* TEXTO DE LECTURA:
::::::::

Distante de vagos espiritualismos o de miopes codicias, la obra de Massone depara
la experiencia de un lenguaje vinculante, poderoso de asociaciones, a la vez
evocador y provocador de firmes ráfagas de conciencia de hombre y mundo,
sometiendo de antemano el valor de su aporte al juicio de los tiempos. A contracorriente
de preceptivas voluntariamente oscuras y abrumadoras, él escoge brotes
de vivir, presencias, escenas sintomáticas en que se prolonga el silencio
y la palabra al modo de integración donde se procreen jirones de luz,
como el caso “Con mirada azul hortensia”, poema de reciente escritura.
“En esos azules intensamente hortensias
bajo la ventana, no necesito suponer
la saciedad inútil de los pensamientos.
Soy yo el que abriga reflexiones
sin estar bajo un ventana ni ser azul
como las hortensias que miro esta mañana”.
El soporte de fe ayuda a expandir su comprensión de la escritura. Escribe:
“Nuestro desafío acoge la enormidad de vocear, de gritar o decir
más quedo, pero también más certeramente, entre superficies
y hoscas precariedades, las urgencias humanas”(3). Queda así planteado
un humanismo esencialista, de orientación trascendente. No vacila en
afirmar: “La escritura existe para que se oiga una historia más
proclive a la vida”(4). De allí que se inclina en favor de posiciones
que sobrepasen esquemas reducidos, llámense éstos adorno, panfleto,
estridencia, nimiedad o galimatías. Y eso porque la palabra es un don
al que debe responder con atento trabajo el poeta, sobre todo, pues al articularla
nos dice desde la intimidad y junto a otros.
Es
así como en Massone la escritura creadora y la reflexiva muestran pluralidades,
pero se unifican en el mismo sentido de ser lenguaje vivo, porque según
afirma, el “Espíritu sopla donde quiere y cada quien puede ser
ese donde”(5). Esto último adquiere especial importancia, ya que
habla a las claras de que un poeta es un vocero, un intérprete de una
voz más honda que sus planes intelectuales, además de no constituir
patrimonio específico de alguien o de una tendencia estética,
ni mucho menos religiosa o política. “La literatura--dice--, detenta,
sin arrogancia, esa intransferible misión de custodiar la riqueza de
ser hombres con otros hombres”.
Refractario
de cualquier forma de habla postiza, muestra abierto interés por reconocer
la autenticidad literaria en aquellos creadores que dicen en voz alta de silencio,
el alba y la zozobra, la confirmación del vivir y los acosos de la nada,
el cerco de la muerte y la animación desde lo alto. En este sentido son
elocuentes sus numerosas antologías preparadas acerca de la obra de autores
tan distintos como pueden ser: Fray Luis de León y César Vallejo,
Francisco de Quevedo y Alonso de Ercilla, Gabriela Mistral y Juan Guzmán
Cruchaga, Roque Esteban Scarpa y Fernando Durán, Oscar Castro y Joaquín
Alliende.

::::::::

* FRAGMENTOS DE REGISTROS:
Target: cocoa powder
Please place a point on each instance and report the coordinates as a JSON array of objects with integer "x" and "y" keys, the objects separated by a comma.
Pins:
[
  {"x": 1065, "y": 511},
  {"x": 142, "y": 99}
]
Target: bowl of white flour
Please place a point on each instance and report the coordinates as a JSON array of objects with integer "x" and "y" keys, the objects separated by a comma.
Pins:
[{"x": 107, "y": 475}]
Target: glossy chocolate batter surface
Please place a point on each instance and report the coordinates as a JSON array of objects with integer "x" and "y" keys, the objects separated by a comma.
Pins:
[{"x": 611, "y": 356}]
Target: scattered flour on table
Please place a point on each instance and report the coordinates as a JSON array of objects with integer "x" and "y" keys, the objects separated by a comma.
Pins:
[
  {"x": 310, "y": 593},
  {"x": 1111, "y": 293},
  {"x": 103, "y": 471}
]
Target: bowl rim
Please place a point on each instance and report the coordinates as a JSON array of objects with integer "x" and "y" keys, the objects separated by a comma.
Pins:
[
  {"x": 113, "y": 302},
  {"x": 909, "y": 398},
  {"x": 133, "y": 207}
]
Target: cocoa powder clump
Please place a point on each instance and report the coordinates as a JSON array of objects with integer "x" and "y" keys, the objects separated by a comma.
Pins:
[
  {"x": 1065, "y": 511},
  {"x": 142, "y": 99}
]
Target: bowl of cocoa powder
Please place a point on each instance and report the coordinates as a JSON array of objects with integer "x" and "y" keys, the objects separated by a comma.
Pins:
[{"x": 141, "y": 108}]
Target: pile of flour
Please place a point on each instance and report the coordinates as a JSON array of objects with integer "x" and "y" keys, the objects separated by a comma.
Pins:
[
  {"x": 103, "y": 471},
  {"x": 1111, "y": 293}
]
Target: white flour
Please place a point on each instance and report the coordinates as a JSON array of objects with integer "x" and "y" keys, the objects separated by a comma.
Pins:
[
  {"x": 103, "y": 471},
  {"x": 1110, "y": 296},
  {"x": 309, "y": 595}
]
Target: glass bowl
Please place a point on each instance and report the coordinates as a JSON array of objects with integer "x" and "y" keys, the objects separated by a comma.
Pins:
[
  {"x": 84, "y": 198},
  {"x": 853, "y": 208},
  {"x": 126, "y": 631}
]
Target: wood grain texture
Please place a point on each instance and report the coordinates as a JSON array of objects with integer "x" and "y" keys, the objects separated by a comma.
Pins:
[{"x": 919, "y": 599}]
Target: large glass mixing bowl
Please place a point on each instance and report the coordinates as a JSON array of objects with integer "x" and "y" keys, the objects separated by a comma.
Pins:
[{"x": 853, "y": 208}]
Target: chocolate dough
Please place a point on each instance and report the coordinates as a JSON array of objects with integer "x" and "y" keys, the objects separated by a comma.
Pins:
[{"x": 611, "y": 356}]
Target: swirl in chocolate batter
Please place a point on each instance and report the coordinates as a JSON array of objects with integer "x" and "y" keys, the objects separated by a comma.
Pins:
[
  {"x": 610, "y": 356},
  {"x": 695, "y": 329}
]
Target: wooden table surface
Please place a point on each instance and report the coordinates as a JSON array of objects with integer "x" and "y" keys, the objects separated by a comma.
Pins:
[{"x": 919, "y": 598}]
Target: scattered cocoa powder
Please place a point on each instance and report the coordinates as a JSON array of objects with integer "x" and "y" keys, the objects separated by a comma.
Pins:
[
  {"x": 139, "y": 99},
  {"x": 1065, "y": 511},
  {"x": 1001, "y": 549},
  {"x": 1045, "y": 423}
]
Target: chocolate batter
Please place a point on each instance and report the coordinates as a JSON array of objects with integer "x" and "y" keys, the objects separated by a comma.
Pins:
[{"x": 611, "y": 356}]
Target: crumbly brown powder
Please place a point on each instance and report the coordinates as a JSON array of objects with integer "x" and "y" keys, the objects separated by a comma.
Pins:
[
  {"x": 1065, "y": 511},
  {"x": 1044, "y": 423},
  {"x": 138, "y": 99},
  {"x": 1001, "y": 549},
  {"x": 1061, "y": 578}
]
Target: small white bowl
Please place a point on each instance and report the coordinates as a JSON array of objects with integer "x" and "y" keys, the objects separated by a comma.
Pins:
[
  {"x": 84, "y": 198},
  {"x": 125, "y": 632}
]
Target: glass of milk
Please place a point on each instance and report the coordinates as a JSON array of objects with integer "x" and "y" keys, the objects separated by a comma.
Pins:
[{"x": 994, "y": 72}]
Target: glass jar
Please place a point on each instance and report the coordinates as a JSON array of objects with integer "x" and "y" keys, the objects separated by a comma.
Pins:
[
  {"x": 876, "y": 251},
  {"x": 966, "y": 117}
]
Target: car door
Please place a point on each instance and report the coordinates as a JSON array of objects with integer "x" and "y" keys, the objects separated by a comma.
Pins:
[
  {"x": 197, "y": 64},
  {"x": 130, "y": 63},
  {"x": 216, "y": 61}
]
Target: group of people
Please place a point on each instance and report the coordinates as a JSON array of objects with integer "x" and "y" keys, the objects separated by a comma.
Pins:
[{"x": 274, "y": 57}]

::::::::

* PARTES DEL EJERCICIO:
1: Indica si cada afirmación coincide con el texto sobre la obra de Massone: (a) Massone afirma que la escritura existe para que se oiga una historia más proclive a la vida. (b) El poema "Con mirada azul hortensia" es de escritura antigua. (c) Gabriela Mistral está entre los autores de sus antologías. Responde sí o no a cada una y cita entre comillas las palabras exactas del texto que lo deciden.
2: Copia sin cambios el pasaje del texto sobre la obra de Massone que arranca con las palabras que contienen "Distante de vagos" y acaba en "de reciente escritura.".

* RESULTADOS POR TAREA:
1:
(a) Sí: «La escritura existe para que se oiga una historia más proclive a la vida».
(b) No: «poema de reciente escritura».
(c) Sí: «Gabriela Mistral y Juan Guzmán Cruchaga».

2:
Distante de vagos espiritualismos o de miopes codicias, la obra de Massone depara
la experiencia de un lenguaje vinculante, poderoso de asociaciones, a la vez
evocador y provocador de firmes ráfagas de conciencia de hombre y mundo,
sometiendo de antemano el valor de su aporte al juicio de los tiempos. A contracorriente
de preceptivas voluntariamente oscuras y abrumadoras, él escoge brotes
de vivir, presencias, escenas sintomáticas en que se prolonga el silencio
y la palabra al modo de integración donde se procreen jirones de luz,
como el caso “Con mirada azul hortensia”, poema de reciente escritura.